▶ **Given records**:
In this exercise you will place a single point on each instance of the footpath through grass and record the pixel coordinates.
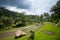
(50, 27)
(39, 35)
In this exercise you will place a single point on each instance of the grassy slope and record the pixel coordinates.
(40, 35)
(50, 27)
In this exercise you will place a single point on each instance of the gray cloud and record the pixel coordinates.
(18, 3)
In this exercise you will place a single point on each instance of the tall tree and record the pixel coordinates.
(56, 10)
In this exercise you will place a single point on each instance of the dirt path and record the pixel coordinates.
(26, 29)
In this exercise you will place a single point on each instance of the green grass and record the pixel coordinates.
(39, 35)
(50, 27)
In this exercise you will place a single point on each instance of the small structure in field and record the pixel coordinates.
(19, 33)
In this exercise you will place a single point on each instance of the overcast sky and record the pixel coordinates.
(35, 7)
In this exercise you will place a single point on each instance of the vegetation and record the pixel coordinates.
(11, 21)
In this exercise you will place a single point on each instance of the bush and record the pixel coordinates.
(58, 24)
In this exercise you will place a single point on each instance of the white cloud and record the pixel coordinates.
(37, 7)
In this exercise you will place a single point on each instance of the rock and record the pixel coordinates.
(20, 33)
(48, 32)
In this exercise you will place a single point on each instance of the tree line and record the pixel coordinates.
(10, 19)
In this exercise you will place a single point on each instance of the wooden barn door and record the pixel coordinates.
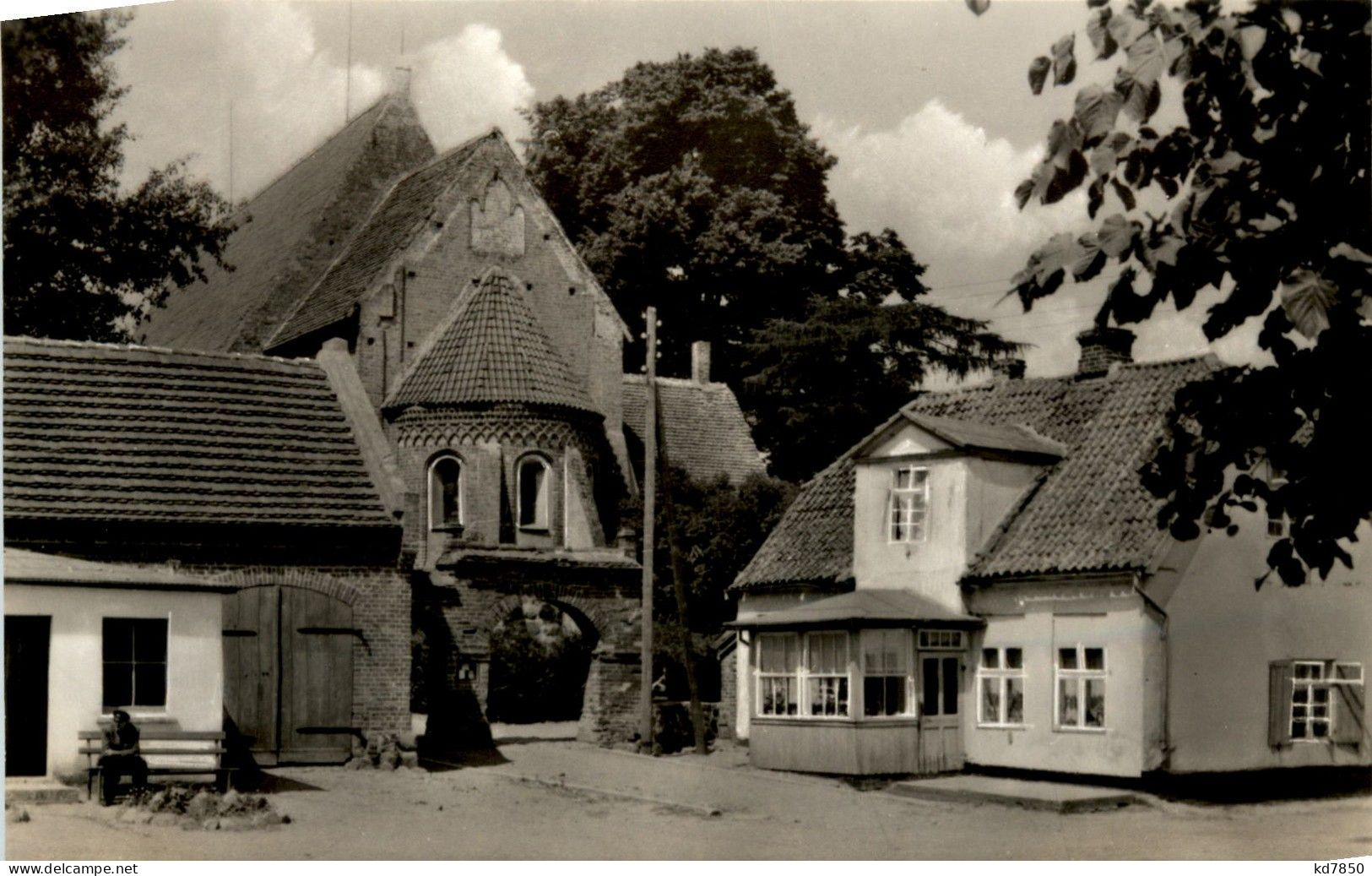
(289, 674)
(26, 694)
(316, 677)
(252, 660)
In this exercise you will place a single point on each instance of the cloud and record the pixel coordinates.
(947, 188)
(188, 63)
(464, 84)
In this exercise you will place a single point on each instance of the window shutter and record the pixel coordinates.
(1279, 705)
(1349, 717)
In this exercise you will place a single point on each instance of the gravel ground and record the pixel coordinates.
(538, 805)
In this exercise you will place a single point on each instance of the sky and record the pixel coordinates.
(925, 105)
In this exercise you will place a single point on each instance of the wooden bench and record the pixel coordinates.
(166, 753)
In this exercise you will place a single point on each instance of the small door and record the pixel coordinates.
(316, 677)
(250, 669)
(940, 726)
(26, 695)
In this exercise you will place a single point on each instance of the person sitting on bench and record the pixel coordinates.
(121, 757)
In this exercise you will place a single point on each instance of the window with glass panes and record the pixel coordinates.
(827, 682)
(778, 661)
(133, 662)
(1082, 688)
(908, 504)
(1002, 683)
(885, 672)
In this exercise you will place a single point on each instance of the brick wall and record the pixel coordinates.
(456, 618)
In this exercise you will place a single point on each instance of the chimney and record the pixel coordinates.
(1104, 346)
(1010, 368)
(700, 362)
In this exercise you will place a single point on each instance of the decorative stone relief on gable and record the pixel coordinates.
(498, 221)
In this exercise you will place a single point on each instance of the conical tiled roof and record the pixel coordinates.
(491, 349)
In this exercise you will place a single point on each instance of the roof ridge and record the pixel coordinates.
(640, 378)
(144, 348)
(276, 340)
(379, 105)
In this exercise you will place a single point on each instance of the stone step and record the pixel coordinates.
(39, 792)
(1024, 792)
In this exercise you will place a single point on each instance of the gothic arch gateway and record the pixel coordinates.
(475, 592)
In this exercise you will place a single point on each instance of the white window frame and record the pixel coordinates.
(838, 680)
(907, 676)
(438, 525)
(1079, 676)
(897, 504)
(768, 678)
(1001, 674)
(803, 676)
(542, 504)
(132, 663)
(941, 640)
(1327, 680)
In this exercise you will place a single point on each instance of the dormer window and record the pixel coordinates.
(533, 493)
(445, 493)
(908, 504)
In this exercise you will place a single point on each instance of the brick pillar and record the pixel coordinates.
(610, 709)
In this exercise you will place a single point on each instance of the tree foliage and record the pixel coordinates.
(821, 382)
(691, 186)
(1261, 193)
(81, 258)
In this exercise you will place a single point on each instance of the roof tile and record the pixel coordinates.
(98, 432)
(491, 351)
(704, 430)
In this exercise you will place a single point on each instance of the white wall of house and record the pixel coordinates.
(1224, 636)
(195, 658)
(968, 498)
(1040, 619)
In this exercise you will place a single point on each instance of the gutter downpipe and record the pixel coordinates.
(1167, 669)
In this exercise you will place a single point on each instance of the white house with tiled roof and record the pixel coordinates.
(1009, 601)
(397, 425)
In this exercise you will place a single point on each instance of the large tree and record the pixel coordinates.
(1262, 193)
(693, 186)
(84, 260)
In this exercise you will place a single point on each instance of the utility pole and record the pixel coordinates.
(347, 81)
(645, 693)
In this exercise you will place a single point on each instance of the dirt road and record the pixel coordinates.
(494, 812)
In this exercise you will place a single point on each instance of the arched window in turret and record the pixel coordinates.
(445, 493)
(533, 493)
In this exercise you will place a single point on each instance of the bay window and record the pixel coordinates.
(885, 667)
(827, 662)
(1080, 689)
(778, 662)
(1001, 680)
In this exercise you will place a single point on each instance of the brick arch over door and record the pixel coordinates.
(610, 705)
(289, 656)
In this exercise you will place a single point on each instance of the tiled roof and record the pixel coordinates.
(386, 234)
(972, 436)
(290, 232)
(51, 569)
(1088, 513)
(491, 349)
(814, 541)
(870, 607)
(704, 432)
(122, 433)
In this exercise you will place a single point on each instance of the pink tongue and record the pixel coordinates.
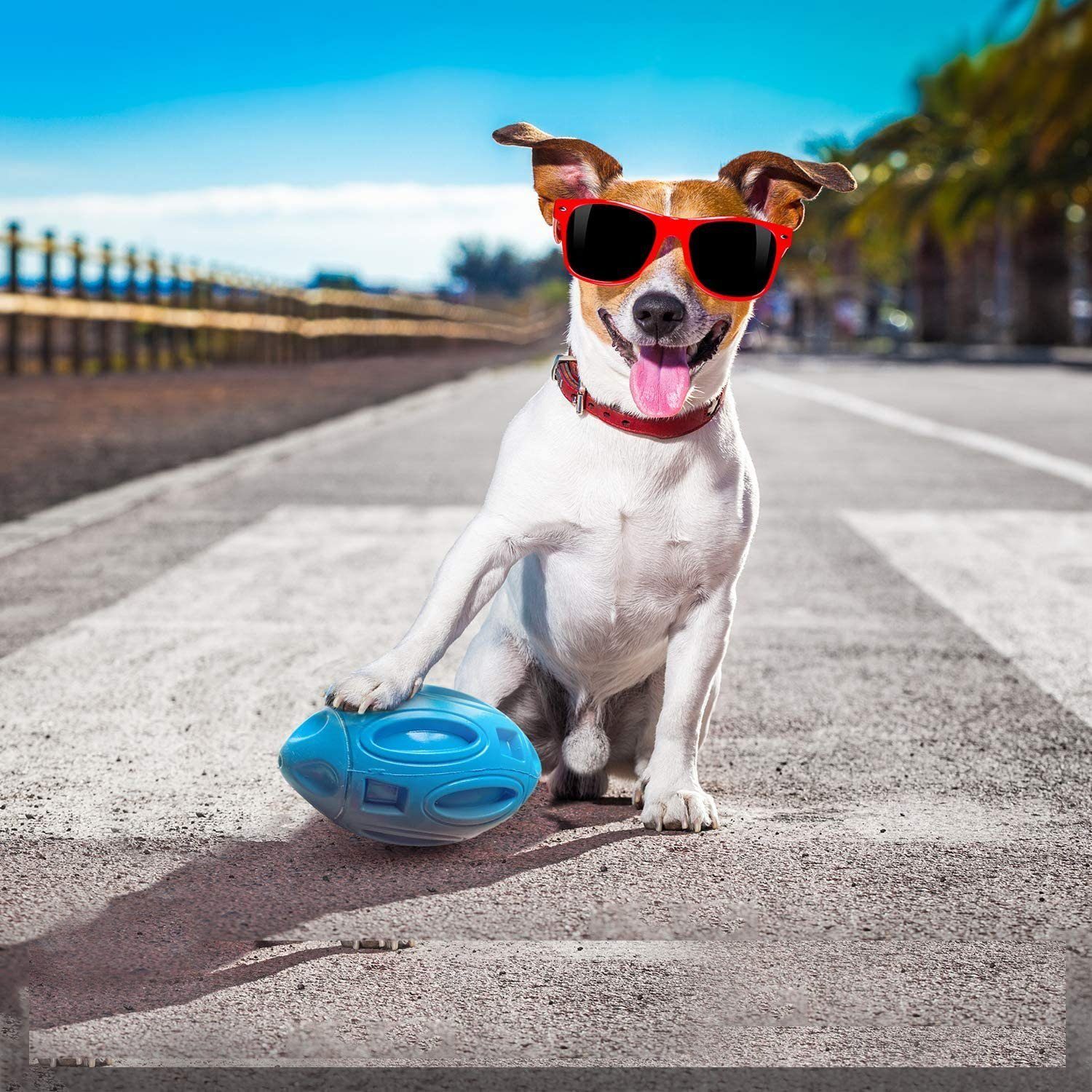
(660, 380)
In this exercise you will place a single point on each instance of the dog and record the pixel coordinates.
(612, 558)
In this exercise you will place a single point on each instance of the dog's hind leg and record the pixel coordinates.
(497, 670)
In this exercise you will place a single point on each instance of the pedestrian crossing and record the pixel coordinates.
(143, 737)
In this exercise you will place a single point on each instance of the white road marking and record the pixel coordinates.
(1022, 580)
(1020, 454)
(111, 721)
(107, 504)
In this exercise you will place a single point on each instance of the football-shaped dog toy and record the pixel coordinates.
(441, 768)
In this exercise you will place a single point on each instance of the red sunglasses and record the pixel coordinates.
(611, 242)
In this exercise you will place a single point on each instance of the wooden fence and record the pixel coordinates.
(119, 312)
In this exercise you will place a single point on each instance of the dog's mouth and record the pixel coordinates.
(661, 376)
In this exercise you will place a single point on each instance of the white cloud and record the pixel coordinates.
(401, 233)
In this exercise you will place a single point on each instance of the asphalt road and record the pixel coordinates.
(901, 759)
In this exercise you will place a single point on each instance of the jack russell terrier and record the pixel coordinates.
(624, 499)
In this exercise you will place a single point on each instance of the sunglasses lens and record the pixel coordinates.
(607, 242)
(733, 259)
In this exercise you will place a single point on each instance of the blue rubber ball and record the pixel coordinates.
(443, 767)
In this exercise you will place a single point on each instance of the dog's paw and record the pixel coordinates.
(689, 808)
(381, 685)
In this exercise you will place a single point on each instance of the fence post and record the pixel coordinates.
(47, 290)
(132, 358)
(175, 354)
(78, 293)
(197, 334)
(13, 331)
(104, 327)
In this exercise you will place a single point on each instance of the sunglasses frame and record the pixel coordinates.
(668, 227)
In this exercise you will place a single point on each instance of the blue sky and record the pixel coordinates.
(266, 138)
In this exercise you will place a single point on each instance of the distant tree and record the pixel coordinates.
(502, 271)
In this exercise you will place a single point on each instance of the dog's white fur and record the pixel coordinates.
(612, 563)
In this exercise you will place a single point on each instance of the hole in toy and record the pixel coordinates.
(384, 796)
(511, 740)
(484, 796)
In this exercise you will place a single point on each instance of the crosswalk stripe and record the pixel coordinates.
(1020, 454)
(1020, 579)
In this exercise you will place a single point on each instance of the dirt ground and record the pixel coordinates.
(66, 436)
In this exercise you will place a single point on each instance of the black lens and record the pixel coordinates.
(607, 242)
(733, 259)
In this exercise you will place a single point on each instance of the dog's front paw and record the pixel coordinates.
(686, 808)
(381, 685)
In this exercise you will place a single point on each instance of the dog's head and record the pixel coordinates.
(661, 344)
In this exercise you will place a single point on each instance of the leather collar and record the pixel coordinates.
(567, 377)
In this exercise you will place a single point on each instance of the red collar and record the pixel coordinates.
(567, 377)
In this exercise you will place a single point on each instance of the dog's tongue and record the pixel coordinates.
(660, 380)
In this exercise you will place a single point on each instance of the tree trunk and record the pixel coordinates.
(962, 298)
(930, 271)
(1043, 264)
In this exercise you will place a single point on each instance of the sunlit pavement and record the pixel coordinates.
(901, 758)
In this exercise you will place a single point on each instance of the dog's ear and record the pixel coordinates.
(563, 167)
(775, 187)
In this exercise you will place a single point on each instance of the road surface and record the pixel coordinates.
(901, 759)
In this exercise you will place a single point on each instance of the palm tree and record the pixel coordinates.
(997, 150)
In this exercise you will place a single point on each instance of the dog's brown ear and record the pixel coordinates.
(775, 187)
(563, 167)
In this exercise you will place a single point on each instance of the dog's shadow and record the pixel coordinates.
(162, 945)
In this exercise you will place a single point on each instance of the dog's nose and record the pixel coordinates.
(657, 314)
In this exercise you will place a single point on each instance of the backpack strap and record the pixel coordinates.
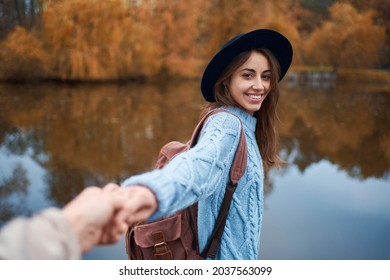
(236, 171)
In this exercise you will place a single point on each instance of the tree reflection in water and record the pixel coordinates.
(82, 135)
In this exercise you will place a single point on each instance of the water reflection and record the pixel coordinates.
(56, 139)
(349, 126)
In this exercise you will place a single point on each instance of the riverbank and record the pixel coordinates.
(327, 76)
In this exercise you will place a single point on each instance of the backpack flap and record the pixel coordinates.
(164, 239)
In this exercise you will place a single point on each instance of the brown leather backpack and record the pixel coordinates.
(175, 237)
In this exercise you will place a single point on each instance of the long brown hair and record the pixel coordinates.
(265, 132)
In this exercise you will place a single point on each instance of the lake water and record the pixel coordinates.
(331, 200)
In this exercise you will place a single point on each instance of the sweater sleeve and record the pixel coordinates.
(198, 172)
(45, 236)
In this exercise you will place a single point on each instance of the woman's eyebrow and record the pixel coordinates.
(254, 71)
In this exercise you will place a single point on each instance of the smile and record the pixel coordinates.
(255, 97)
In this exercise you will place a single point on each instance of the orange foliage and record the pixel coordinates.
(22, 56)
(90, 39)
(348, 39)
(121, 39)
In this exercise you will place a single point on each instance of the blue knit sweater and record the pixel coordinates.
(201, 174)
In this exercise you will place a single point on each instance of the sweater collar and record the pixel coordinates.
(248, 120)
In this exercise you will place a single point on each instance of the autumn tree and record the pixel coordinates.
(347, 39)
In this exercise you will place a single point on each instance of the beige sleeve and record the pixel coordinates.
(44, 236)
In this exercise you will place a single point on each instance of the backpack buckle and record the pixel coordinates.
(161, 248)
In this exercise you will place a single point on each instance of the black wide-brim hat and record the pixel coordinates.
(275, 42)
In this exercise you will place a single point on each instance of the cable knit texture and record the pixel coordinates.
(201, 174)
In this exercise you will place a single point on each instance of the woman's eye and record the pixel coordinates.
(247, 75)
(266, 77)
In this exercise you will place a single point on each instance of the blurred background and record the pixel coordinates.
(90, 90)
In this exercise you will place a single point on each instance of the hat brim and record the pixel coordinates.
(261, 38)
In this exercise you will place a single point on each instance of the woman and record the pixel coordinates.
(243, 79)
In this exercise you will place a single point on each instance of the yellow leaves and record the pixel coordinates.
(120, 39)
(348, 39)
(21, 55)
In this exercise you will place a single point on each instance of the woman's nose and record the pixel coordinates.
(258, 84)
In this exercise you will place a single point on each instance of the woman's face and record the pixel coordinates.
(250, 83)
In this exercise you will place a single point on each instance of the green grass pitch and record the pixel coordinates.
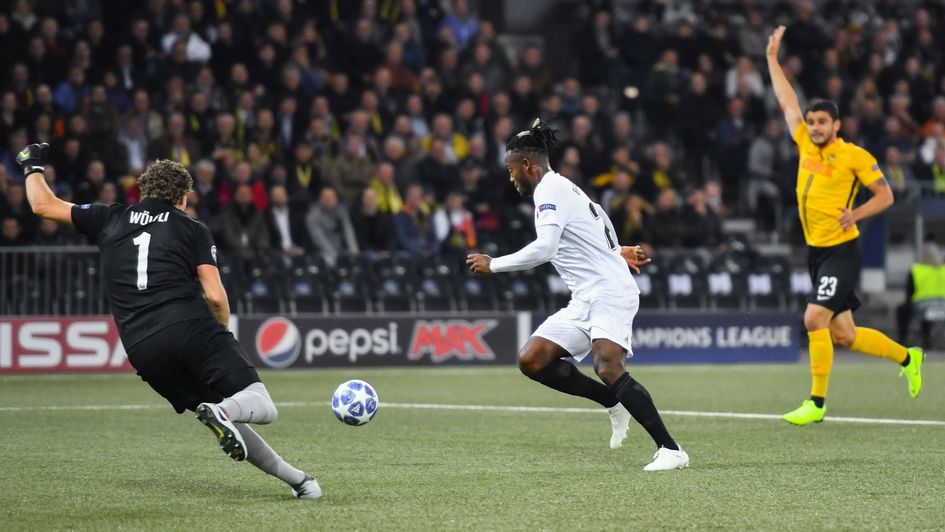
(437, 469)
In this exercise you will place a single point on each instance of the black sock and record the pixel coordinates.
(638, 402)
(565, 377)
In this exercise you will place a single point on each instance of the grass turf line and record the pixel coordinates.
(435, 469)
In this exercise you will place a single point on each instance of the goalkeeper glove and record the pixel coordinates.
(33, 158)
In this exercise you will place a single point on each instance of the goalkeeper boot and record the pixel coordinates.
(307, 489)
(913, 371)
(230, 439)
(806, 413)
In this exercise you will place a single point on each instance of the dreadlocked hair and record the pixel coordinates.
(537, 140)
(165, 180)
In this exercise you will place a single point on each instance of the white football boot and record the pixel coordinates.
(619, 423)
(667, 459)
(307, 489)
(229, 438)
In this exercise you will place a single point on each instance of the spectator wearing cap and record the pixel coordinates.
(373, 227)
(385, 190)
(351, 171)
(462, 23)
(413, 226)
(286, 223)
(454, 227)
(195, 47)
(329, 226)
(436, 172)
(244, 227)
(176, 145)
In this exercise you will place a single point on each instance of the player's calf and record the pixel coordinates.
(251, 405)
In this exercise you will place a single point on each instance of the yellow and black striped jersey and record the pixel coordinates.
(828, 179)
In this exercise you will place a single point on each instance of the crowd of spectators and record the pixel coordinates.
(379, 126)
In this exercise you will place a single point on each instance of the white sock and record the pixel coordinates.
(262, 456)
(251, 405)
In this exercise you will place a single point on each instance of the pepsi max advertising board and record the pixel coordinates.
(712, 338)
(320, 341)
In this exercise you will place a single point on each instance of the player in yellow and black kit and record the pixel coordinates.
(829, 175)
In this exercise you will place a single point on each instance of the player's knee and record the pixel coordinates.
(815, 320)
(843, 338)
(529, 364)
(265, 410)
(608, 369)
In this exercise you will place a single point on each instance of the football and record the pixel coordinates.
(354, 402)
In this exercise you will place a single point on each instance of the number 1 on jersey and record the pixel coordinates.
(143, 241)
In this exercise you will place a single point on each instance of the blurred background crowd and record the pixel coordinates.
(379, 126)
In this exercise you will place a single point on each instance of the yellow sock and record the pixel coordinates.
(877, 344)
(821, 359)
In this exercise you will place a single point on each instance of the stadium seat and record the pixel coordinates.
(726, 280)
(263, 291)
(351, 292)
(477, 292)
(521, 291)
(435, 294)
(395, 278)
(768, 283)
(685, 281)
(800, 288)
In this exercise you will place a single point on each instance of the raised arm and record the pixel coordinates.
(42, 200)
(787, 98)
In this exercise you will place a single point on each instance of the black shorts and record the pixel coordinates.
(835, 274)
(193, 362)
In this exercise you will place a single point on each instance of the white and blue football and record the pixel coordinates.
(354, 402)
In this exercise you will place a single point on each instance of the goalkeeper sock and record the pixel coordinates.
(261, 455)
(874, 343)
(821, 360)
(566, 377)
(250, 405)
(634, 397)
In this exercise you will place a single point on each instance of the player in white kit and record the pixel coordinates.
(575, 234)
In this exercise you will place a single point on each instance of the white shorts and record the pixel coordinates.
(574, 327)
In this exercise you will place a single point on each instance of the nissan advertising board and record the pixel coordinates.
(92, 344)
(88, 343)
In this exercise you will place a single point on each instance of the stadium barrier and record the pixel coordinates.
(708, 338)
(91, 343)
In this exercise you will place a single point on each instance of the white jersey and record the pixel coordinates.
(588, 257)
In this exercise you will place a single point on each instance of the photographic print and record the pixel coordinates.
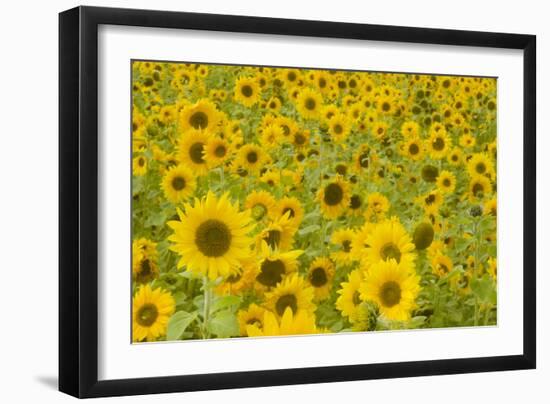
(271, 201)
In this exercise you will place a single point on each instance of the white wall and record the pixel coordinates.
(28, 198)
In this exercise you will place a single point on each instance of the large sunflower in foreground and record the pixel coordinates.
(211, 237)
(200, 116)
(151, 310)
(393, 288)
(290, 324)
(389, 240)
(293, 293)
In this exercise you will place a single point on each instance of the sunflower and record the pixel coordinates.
(481, 164)
(334, 197)
(144, 261)
(252, 157)
(393, 288)
(413, 148)
(217, 151)
(441, 265)
(290, 324)
(338, 127)
(253, 315)
(260, 204)
(350, 298)
(139, 165)
(202, 115)
(319, 277)
(479, 188)
(292, 206)
(377, 205)
(292, 292)
(342, 238)
(151, 310)
(389, 240)
(279, 233)
(191, 150)
(247, 91)
(439, 142)
(211, 237)
(309, 103)
(178, 183)
(446, 182)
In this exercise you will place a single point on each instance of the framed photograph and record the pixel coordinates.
(251, 201)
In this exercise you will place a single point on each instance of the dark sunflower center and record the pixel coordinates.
(286, 301)
(346, 245)
(198, 120)
(178, 183)
(318, 277)
(290, 212)
(259, 211)
(390, 294)
(389, 251)
(147, 315)
(247, 91)
(364, 160)
(252, 157)
(333, 194)
(438, 144)
(220, 151)
(213, 238)
(271, 272)
(310, 104)
(355, 202)
(195, 153)
(273, 238)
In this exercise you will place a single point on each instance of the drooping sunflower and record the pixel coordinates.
(253, 315)
(247, 91)
(289, 324)
(389, 240)
(393, 288)
(211, 236)
(481, 164)
(292, 206)
(479, 188)
(342, 238)
(252, 157)
(439, 143)
(441, 265)
(309, 103)
(217, 151)
(446, 182)
(178, 183)
(191, 149)
(202, 115)
(334, 197)
(274, 265)
(151, 310)
(260, 204)
(319, 277)
(139, 166)
(350, 297)
(292, 292)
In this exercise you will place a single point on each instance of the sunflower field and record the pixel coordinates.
(278, 201)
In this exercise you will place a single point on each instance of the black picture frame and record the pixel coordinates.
(78, 201)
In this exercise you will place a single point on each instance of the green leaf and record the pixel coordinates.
(224, 302)
(224, 325)
(484, 289)
(178, 323)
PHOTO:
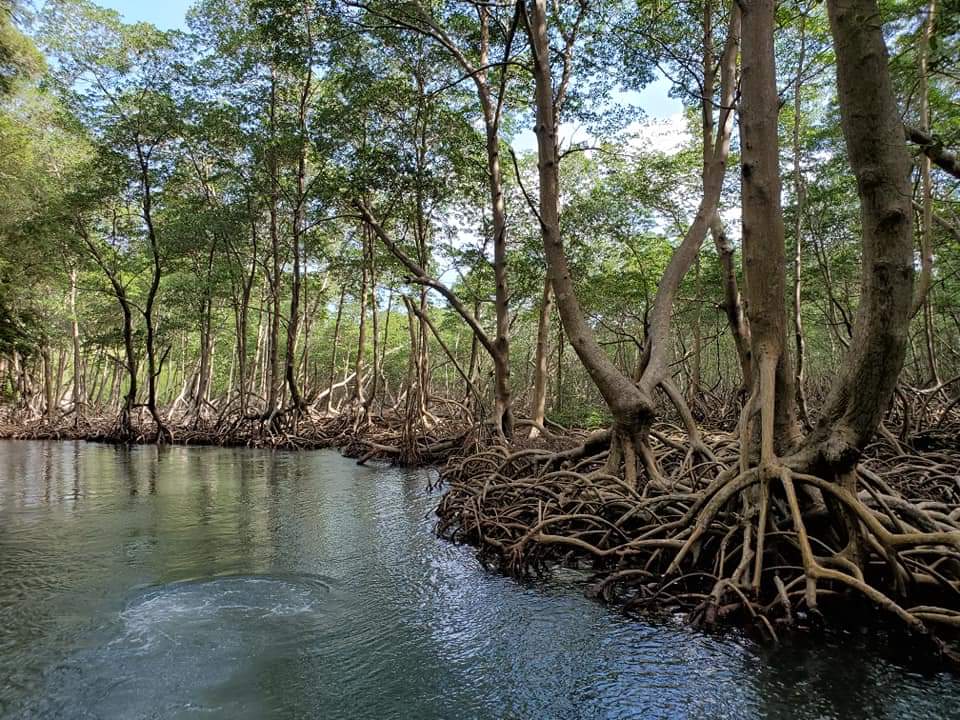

▶ **Exercise**: No pictures belong in the answer. It must repeat exactly the lines from the line with "center and record the pixel coordinates." through the final line of the records.

▶ **Solved exercise**:
In this exercise you will place a single point on each instance of the dark sunflower center and record the pixel coordinates.
(286, 301)
(346, 245)
(198, 120)
(178, 183)
(318, 277)
(290, 212)
(259, 211)
(390, 294)
(389, 251)
(147, 315)
(247, 91)
(364, 160)
(252, 157)
(333, 194)
(438, 144)
(220, 151)
(213, 238)
(271, 272)
(310, 104)
(355, 202)
(195, 153)
(273, 238)
In this exercise you will place a single point on each instance of the drooping sunflower and record the pixel coordinates.
(253, 315)
(247, 91)
(289, 324)
(389, 240)
(393, 288)
(211, 236)
(481, 164)
(292, 206)
(479, 188)
(342, 238)
(252, 157)
(439, 143)
(441, 265)
(309, 103)
(217, 151)
(446, 182)
(178, 183)
(191, 149)
(202, 115)
(334, 197)
(274, 265)
(151, 310)
(260, 204)
(319, 277)
(139, 166)
(350, 297)
(292, 292)
In this exercise you will place a single point on each instance of the sunflower field and record the pixel coordinates.
(278, 201)
In this exercise you will place a single point on each instance of the black picture frame and record the pixel coordinates.
(78, 201)
In this exercise you will place a single point on each instance of the green leaf and record the pixel coordinates.
(224, 302)
(224, 325)
(484, 289)
(178, 323)
PHOTO:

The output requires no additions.